## What you have to do
Let the answer be the lines from the one with "Where can you see the dark" to the end of the entries, copied exactly with both boundary lines kept.

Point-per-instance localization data

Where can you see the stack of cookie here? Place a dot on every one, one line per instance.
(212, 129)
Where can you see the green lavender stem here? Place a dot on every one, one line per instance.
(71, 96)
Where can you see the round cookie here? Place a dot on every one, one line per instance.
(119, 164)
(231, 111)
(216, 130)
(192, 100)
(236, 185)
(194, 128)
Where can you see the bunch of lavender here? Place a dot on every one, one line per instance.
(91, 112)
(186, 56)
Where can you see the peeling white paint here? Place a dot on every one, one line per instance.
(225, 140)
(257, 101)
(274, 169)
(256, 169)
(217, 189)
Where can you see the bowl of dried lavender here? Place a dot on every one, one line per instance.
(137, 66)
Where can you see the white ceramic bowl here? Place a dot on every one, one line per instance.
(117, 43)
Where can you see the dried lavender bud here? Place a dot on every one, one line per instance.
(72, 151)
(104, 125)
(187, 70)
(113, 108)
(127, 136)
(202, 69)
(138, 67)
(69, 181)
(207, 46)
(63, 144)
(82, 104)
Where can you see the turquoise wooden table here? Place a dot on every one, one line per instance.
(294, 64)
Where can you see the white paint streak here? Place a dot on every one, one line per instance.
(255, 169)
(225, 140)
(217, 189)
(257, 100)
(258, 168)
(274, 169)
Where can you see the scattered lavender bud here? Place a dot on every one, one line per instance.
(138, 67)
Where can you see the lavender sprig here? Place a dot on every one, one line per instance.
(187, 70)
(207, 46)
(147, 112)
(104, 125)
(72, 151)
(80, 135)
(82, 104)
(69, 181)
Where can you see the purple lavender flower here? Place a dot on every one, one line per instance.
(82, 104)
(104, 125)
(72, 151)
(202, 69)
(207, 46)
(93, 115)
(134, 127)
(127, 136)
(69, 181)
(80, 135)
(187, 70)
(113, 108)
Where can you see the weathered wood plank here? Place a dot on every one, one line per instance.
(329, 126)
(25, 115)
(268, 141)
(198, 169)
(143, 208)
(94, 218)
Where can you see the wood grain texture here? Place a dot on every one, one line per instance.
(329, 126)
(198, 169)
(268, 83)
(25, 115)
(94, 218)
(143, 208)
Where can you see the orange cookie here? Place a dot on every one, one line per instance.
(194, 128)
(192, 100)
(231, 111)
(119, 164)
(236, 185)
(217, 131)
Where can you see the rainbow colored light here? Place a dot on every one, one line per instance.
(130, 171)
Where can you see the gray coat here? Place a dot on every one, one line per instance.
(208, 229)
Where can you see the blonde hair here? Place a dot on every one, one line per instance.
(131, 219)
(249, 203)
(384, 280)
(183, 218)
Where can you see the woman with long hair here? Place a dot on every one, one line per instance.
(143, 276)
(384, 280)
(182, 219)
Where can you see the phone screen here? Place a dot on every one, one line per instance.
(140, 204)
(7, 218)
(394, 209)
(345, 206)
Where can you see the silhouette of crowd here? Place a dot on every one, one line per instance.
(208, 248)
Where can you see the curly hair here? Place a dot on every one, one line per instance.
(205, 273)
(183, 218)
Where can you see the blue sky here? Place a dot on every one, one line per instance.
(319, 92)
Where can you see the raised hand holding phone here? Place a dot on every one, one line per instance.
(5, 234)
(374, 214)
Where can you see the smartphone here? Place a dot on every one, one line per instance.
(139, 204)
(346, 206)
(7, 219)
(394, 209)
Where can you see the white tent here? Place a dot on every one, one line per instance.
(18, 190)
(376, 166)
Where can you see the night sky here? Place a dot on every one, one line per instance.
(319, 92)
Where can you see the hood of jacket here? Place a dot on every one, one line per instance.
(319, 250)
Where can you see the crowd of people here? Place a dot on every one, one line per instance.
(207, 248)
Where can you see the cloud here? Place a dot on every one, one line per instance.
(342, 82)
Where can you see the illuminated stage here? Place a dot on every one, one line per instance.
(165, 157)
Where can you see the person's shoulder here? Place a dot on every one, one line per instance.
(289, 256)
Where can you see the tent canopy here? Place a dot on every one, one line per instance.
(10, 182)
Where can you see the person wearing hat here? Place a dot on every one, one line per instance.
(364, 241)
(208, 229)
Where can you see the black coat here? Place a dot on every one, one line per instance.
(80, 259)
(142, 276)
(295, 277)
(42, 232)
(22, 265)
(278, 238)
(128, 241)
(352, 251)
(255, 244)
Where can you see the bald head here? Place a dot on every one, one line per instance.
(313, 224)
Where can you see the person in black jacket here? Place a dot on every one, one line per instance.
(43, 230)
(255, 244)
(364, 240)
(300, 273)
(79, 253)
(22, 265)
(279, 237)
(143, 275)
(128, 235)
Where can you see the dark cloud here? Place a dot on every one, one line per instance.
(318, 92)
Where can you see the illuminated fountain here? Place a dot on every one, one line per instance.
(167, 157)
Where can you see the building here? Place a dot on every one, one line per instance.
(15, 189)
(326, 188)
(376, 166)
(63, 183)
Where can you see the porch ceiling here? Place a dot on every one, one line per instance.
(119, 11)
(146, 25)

## Problem solution
Where can you see the dark cloud here? Place a dot on every one, one line per instance.
(318, 92)
Where can you see the illuminated fountain here? Place a dot on every one, one line per instance.
(167, 157)
Where can you see the building here? Place a dot on every one, one line per instance.
(15, 189)
(326, 188)
(376, 166)
(63, 183)
Where can you see the porch ceiling here? Place a dot on every one, one line per instance.
(119, 11)
(146, 25)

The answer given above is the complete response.